# WORK REQUIRED
Render the listing below as a Markdown table with the columns Row and Entry, beginning at the line that contains "segment pedicab" and continuing through the end of the listing. Skip blank lines and leave out the pictures.

— Start of THE DATA —

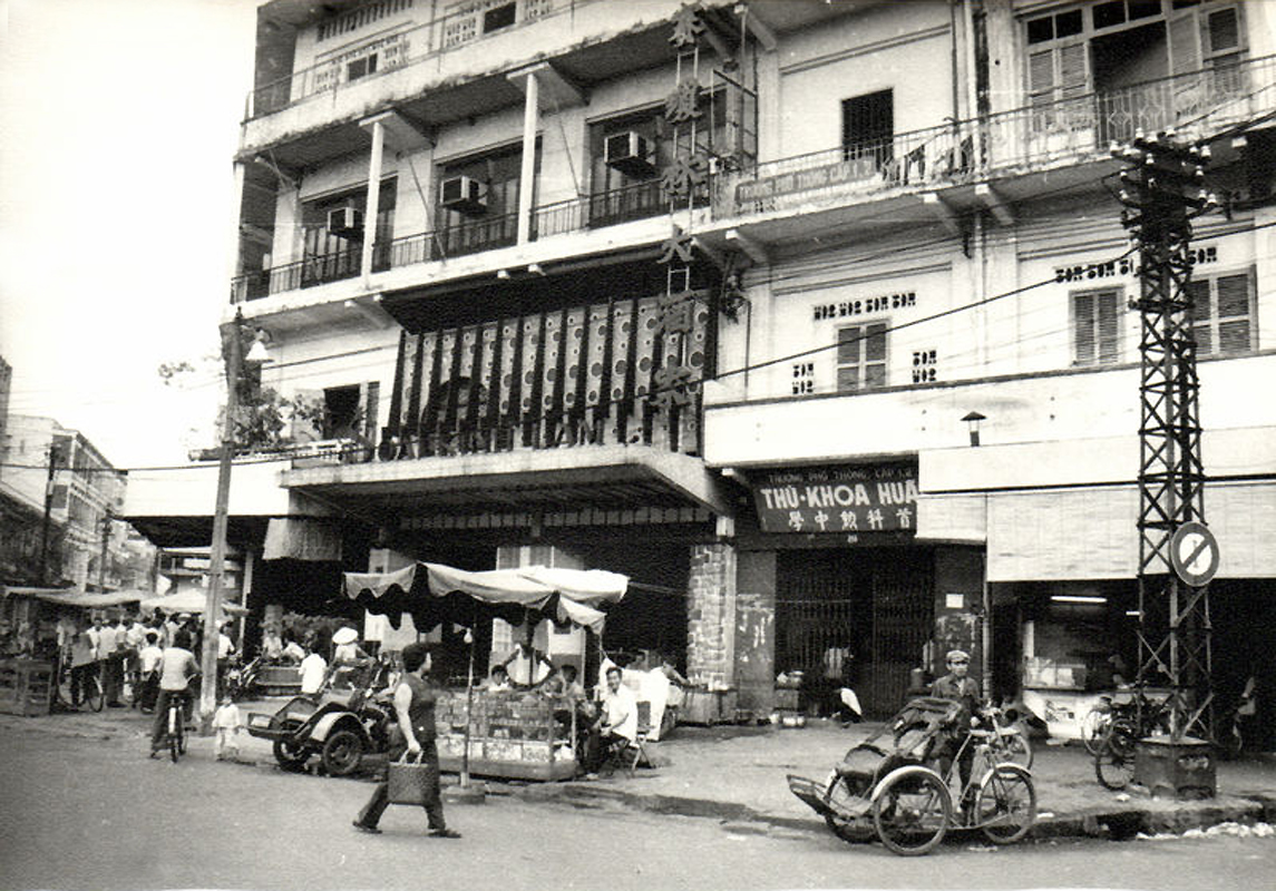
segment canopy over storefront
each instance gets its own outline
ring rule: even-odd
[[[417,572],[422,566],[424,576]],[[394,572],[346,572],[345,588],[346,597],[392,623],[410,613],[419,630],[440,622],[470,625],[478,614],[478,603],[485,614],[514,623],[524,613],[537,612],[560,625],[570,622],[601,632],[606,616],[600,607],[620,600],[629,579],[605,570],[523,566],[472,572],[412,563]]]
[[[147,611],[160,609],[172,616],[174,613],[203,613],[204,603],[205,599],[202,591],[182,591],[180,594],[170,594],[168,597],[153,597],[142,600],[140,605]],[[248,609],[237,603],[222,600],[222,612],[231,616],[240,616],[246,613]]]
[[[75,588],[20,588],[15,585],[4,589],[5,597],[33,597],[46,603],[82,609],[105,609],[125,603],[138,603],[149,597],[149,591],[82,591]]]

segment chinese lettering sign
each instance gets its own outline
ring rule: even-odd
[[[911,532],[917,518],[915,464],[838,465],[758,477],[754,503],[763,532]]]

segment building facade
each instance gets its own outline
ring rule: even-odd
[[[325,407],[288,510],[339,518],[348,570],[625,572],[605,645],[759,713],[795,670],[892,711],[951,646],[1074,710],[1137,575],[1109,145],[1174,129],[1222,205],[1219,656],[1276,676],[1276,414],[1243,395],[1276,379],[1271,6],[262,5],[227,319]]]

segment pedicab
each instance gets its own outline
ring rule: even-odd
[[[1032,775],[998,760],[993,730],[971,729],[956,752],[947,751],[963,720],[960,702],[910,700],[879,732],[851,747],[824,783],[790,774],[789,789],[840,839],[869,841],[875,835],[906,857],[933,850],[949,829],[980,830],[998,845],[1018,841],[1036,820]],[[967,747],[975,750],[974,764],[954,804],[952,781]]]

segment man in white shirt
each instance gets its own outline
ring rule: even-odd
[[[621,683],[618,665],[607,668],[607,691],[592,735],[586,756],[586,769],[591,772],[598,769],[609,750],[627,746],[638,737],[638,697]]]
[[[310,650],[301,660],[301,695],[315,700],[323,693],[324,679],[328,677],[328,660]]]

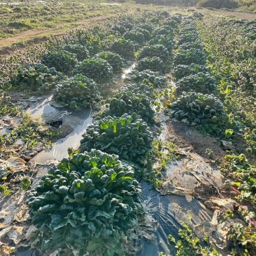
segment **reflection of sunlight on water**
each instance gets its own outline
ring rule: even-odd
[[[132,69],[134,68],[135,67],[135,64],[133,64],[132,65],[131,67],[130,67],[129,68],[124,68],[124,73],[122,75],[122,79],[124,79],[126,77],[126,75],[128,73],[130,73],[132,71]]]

— End of THE DATA —

# CORRECT ANSWER
| Row | Entry |
|---|---|
| 1 | segment pedicab |
| 2 | each instance gets its own outline |
| 3 | ring rule: even-odd |
| 4 | [[[1032,775],[998,760],[993,730],[971,729],[956,752],[947,751],[963,720],[960,702],[910,700],[879,732],[851,747],[824,783],[790,774],[789,789],[840,839],[869,841],[875,835],[906,857],[933,850],[949,829],[980,830],[998,845],[1018,841],[1036,820]],[[967,747],[975,750],[974,764],[954,804],[952,781]]] |
| 5 | segment man in white shirt |
| 6 | each instance gets its own outline |
| 7 | ring rule: even-odd |
| 8 | [[[621,683],[618,665],[607,668],[607,691],[592,735],[586,756],[586,769],[591,772],[598,769],[609,750],[627,746],[638,737],[638,697]]] |
| 9 | [[[310,650],[301,660],[301,695],[315,700],[323,693],[324,679],[328,677],[328,660]]] |
| 10 | segment **reflection of sunlight on water** |
| 11 | each instance gets its own outline |
| 12 | ring rule: even-odd |
| 13 | [[[132,69],[134,68],[135,67],[135,64],[133,64],[132,65],[131,67],[130,67],[129,68],[124,68],[124,73],[122,75],[122,79],[124,79],[126,77],[126,75],[128,73],[130,73],[132,71]]] |